* YOUR TASK *
Quote the whole listing verbatim.

[Location annotation dataset excerpts]
____________

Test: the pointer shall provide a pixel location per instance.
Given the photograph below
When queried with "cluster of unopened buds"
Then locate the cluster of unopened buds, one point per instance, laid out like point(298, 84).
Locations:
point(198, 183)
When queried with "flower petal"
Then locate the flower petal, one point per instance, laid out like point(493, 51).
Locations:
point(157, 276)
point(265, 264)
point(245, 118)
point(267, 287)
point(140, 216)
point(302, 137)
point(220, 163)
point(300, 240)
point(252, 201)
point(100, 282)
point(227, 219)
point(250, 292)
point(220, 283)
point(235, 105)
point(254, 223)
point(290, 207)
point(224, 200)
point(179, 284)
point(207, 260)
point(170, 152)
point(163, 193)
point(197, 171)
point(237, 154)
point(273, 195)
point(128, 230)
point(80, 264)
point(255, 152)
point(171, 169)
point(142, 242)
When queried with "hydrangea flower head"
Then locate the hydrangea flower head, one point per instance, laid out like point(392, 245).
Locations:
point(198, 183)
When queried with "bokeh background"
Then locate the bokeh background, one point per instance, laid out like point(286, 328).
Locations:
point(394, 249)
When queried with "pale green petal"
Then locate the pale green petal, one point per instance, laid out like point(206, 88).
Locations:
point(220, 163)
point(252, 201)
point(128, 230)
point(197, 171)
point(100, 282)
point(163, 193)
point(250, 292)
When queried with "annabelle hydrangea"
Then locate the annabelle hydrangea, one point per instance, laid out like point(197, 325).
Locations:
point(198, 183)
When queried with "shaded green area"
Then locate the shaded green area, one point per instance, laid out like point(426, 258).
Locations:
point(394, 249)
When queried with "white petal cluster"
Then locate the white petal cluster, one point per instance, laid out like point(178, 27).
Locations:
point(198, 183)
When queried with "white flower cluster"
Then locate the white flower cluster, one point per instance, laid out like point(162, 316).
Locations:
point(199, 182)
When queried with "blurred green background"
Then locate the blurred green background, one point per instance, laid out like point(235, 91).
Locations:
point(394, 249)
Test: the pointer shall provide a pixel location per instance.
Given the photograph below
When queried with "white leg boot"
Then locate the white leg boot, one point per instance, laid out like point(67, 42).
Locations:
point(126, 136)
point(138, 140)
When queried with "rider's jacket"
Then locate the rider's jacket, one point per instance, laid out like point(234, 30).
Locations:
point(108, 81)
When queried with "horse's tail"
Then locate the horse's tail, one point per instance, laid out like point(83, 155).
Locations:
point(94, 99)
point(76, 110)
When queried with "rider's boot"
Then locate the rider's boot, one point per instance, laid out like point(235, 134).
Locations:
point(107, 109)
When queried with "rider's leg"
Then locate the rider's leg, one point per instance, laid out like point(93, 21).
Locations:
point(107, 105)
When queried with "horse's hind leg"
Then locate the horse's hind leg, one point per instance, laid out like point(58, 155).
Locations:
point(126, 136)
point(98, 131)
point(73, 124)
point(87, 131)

____________

* COMPLETE ANSWER *
Test: the pointer shall provide a pixel location per instance.
Given the photograph below
When queried with "cluster of unopened buds"
Then locate the cluster of unopened buds, one point per instance, laid out like point(298, 84).
Locations:
point(198, 183)
When queried with "flower petal"
Then locate the flower petal, one point per instance, laid out like point(493, 51).
Locations:
point(157, 276)
point(265, 264)
point(245, 118)
point(267, 287)
point(140, 216)
point(302, 137)
point(220, 163)
point(300, 240)
point(252, 201)
point(100, 282)
point(227, 219)
point(250, 292)
point(220, 283)
point(235, 105)
point(254, 223)
point(290, 207)
point(224, 200)
point(179, 284)
point(207, 260)
point(170, 152)
point(163, 193)
point(197, 171)
point(237, 154)
point(273, 195)
point(128, 230)
point(80, 264)
point(255, 152)
point(171, 169)
point(142, 242)
When queried with "hydrangea flower head"
Then locate the hydrangea flower head, one point per instance, laid out like point(392, 245).
Locations:
point(198, 183)
When queried with "bokeh background"
Then locate the bokeh background, one point per instance, laid out like point(286, 328).
Locations:
point(394, 249)
When queried with "pale green petal"
Then locate the pale green petal, one point per instance, laid out like point(206, 88).
Locations:
point(220, 163)
point(252, 201)
point(128, 230)
point(197, 171)
point(100, 282)
point(163, 193)
point(250, 292)
When queried with "annabelle hydrangea"
Then locate the annabelle hydrangea, one point per instance, laid out like point(197, 325).
Locations:
point(198, 183)
When queried with "shaded green area"
Then locate the shaded green area, one point per instance, laid out like point(426, 258).
Locations:
point(394, 249)
When queried with "white petal cluster"
Then locate the white petal cluster, one point per instance, laid out like point(178, 27).
Locations:
point(198, 183)
When queried with "white flower cluster"
Then locate the white flower cluster, one point per instance, laid out like point(162, 316).
Locations:
point(199, 182)
When queried with "blurred green background"
Then locate the blurred green background, one point per instance, laid out like point(235, 91).
Locations:
point(394, 249)
Test: the pointer shall provide a pixel location per instance.
Given the photograph below
When queried with "white leg boot"
Then locate the white leg boot, one point per instance, laid out like point(67, 42).
Locations:
point(126, 136)
point(138, 140)
When queried with "rider's jacket"
Then locate the rider's jacket, one point per instance, laid out like point(234, 30).
Locations:
point(108, 81)
When queried with "horse's tail"
Then locate the horse's tail, one point per instance, laid out like point(83, 155).
Locations:
point(94, 99)
point(76, 110)
When queried with "rider's boot"
Then locate the rider's boot, one point per instance, laid out like point(235, 134).
Locations:
point(107, 109)
When queried with "rider's leg"
Then locate the rider's leg, one point per instance, laid out like point(93, 21).
Locations:
point(107, 105)
When queried with "horse's hind leg"
Then locate the horse's hind leg, one point per instance, laid out like point(58, 155).
Locations:
point(126, 136)
point(98, 131)
point(73, 124)
point(87, 131)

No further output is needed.